Texte fourni:
++++++
Entreprendre et diriger avec altruisme

Entreprise, altruisme…Sortir de la dualité

Quelles sont d’abord les définitions sur lesquelles nous appuyer pour traiter ce sujet ?

J’en retiens deux qui reflètent ma vision :

La première est simple : » Entreprendre avec altruisme, c’est défrendre le bien commun avant le gain particulier « . Je la complèterai avec cette seconde définition : « Entreprendre avec altruisme, c’est avoir une inclinaison à agir en tenant compte des intérêts d’autres personnes, et en l’absence d’arrière-pensées ».

En quoi est-ce intéressant pour l’entreprise de déployer l’altruisme en action ?

Nous pourrions, pour certains d’entre nous, imaginer un paradoxe entre la finalité classique attendue de l’entreprise et l’altruisme.

Sans doute… si l’on reste figé sur le paradigme de l’ère industrielle – qui à travers son objectif quasi unique de productivité a fini par oublier de considérer la nature profonde (besoin d’utilité, de sens, d’épanouissement, de liens …) de tout être humain.

N’utilisons-nous pas le terme de « ressources » humaines au même titre que » ressources matérielles, techniques, informationnelles, juridiques etc » ?

L’ère industrielle a vécu et ne répond plus au niveau d’évolution des hommes et des femmes qui travaillent dans les organisations. Le rapport au travail a évolué, les générations Y et Z, de manière plus consciente et affirmée, revendiquent la satisfaction de leurs besoins liés à l’accomplissement de soi, l’éveil des consciences s’accroît, l’organisation des entreprises évolue pour répondre…

Il est dommage qu’un grand nombre d’entreprises se prive et prive le collaborateur d’exprimer tout son potentiel en favorisant ses valeurs profondes, son intelligence émotionnelle et relationnelle et de son besoin de réalisation.

Comme le dit Stephen Covey dans la 8ème habitude, nous sommes passés de l’âge industriel à celui de l’ouvrier du savoir et de l’information, avec un impact conséquent sur le management des organisations.

Le paradoxe est-il si profond qu’il apparait de prime abord ?

Après tout, la vision purement économique et la vision altruiste ont un point commun important : leur but est essentiellement la satisfaction des besoins – au sens large- de l’être humain.

La grosse différence est que l’économie telle qu’elle a été déployée depuis des siècles, a essentiellement servi le bien-être d’une partie de l’humanité au détriment d’une autre, alors que l’altruisme vise le bonheur de tous les êtres vivants.
++++++
Consigne donnée 1: Pour chacune des affirmations suivantes, dites si elle concorde avec le texte sur l'altruisme en entreprise, en répondant par oui ou non et en citant les mots précis du texte qui tranchent. (a) Le texte s'appuie sur Stephen Covey pour dire que l'on est passé de l'âge industriel à celui de l'ouvrier du savoir. (b) D'après le texte, l'économie a servi le bien-être de l'humanité entière. (c) Le texte retient trois définitions pour traiter le sujet.
Consigne donnée 2: Selon le texte sur l'altruisme en entreprise, quel point commun important partagent la vision purement économique et la vision altruiste ?
Consigne donnée 3: Rédigez la suite du texte sur l'altruisme en entreprise, en partant de sa dernière phrase.
Les enregistrements ne sont pas utiles pour ce travail.

Enregistrements fournis:
++++++
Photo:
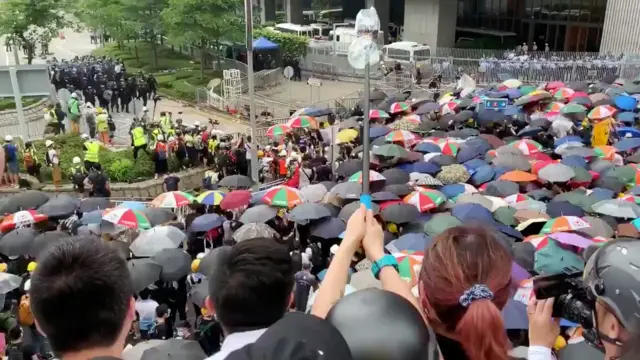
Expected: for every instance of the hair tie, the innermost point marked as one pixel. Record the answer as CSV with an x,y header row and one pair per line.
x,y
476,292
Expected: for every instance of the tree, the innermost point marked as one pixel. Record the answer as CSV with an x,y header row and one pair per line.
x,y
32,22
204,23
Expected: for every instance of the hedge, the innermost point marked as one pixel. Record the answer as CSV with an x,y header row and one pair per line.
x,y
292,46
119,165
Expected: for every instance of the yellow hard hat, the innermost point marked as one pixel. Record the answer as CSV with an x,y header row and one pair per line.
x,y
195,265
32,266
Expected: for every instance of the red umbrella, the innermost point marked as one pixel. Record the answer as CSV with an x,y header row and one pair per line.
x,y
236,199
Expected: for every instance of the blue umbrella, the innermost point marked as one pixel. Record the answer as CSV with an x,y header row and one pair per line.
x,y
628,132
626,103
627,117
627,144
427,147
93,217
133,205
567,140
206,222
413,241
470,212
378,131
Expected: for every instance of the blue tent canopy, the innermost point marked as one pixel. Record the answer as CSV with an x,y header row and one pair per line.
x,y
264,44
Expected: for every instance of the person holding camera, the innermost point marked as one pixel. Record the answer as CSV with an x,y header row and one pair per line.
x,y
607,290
++++++
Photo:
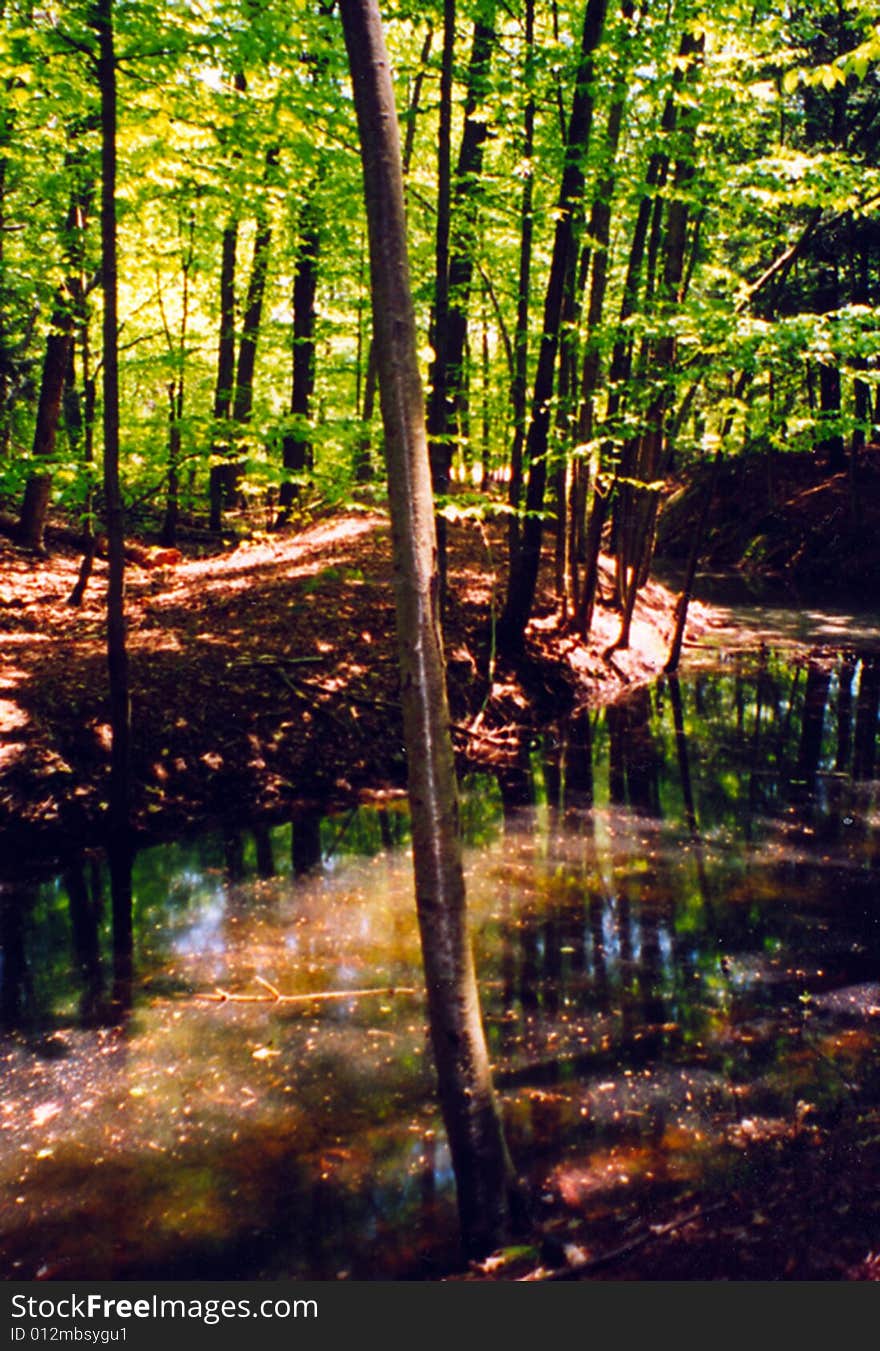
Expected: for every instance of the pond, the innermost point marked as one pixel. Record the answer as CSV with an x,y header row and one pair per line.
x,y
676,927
++++++
Réponse 1:
(a) Oui : « Comme le dit Stephen Covey dans la 8ème habitude, nous sommes passés de l’âge industriel à celui de l’ouvrier du savoir et de l’information ».
(b) Non : « a essentiellement servi le bien-être d’une partie de l’humanité au détriment d’une autre ».
(c) Non : « J’en retiens deux qui reflètent ma vision ».

Réponse 2: Leur but est essentiellement la satisfaction des besoins, au sens large, de l'être humain.

Réponse 3:
Et si l’altruisme en action, en reconnectant les buts poursuivis par l’entreprise à l’humanité de ses acteurs, donnait envie à chacun de déployer son individualité, son potentiel, sa motivation, ses talents au service de la réussite commune ?

Et si entreprendre avec altruisme avait pour conséquence – et non pour but- de créer de la richesse au sens large (humaine, environnementale, financière etc.) ?

J’ai cette croyance – partagée par de nombreux économistes, philosophes, neuroscientifiques, sociologues, maîtres spirituels – que le dirigeant de demain, celui qui contribuera au changement du monde, aura envie de conjuguer valeurs altruistes avec efficience entrepreneuriale, pour le bonheur de tous.

Ainsi, l’altruisme en action, permettrait à l’Entrepreneur d’augmenter son bien-être, celui des autres – d’abord des acteurs de son écosystème, puis grâce à l’effet papillon, celui du monde.

Développer la pratique de l’altruisme en entreprise, utopie ou bon sens ?

La réponse à cette question passe par le débat déjà ancien qui oppose la vision de l’égoïsme universel largement répandue de la psychologie occidentale à celle plus récente – et plus scientifique- défendue par nombre de neuroscientifiques, sociologues et psychologues, de la nature humaine fondamentalement altruiste.

Daniel Batson, psychologue américain, qui travaille sur le sujet de l’altruisme depuis de nombreuses années, a démontré de manière très convaincante, avec son équipe, à travers plus de 35 expériences, que l’altruisme véritable existe bien et que l’égoïsme est loin d’être la seule motivation humaine pour agir.

De même, Ernst Fehr– Professeur de microéconomie et d’économie expérimentale ; directeur du département d’économie à l’Université de Zurich – à travers son « expérience du dilemme social », réfute l’hypothèse longtemps établie selon laquelle l’intérêt personnel est la seule motivation prévalant dans le monde économique.

Il démontre que « l’altruisme accroît également le volume des échanges naturellement bénéfiques. Pourquoi ? Tout simplement parce que nous sommes plus enclins à respecter nos engagements sociaux s’il y a des personnes dans notre société qui se comportent ou qui punissent de manière altruiste. L’altruisme concourt à renforcer les règles de coopération qui constituent le fondement même de la culture humaine, de la démocratie moderne et des libertés individuelles. »

L’altruisme apparait donc comme une voie intermédiaire permettant de combler soi et l’autre, en transcendant l’égocentrisme en interdépendance conscientisée et assumée.

S’appuyer sur l’altruisme en action aiderait la mise en place d’un projet d’entreprise en redéfinissant ses valeurs humaines autour de l’empathie, de la confiance, de la coopération entre autres.

La pérennité de l’entreprise s’appuierait alors solidement sur l’adéquation entre les valeurs proposées et celles portées par chaque acteur d’aujourd’hui et de demain, contribuant à sa réussite.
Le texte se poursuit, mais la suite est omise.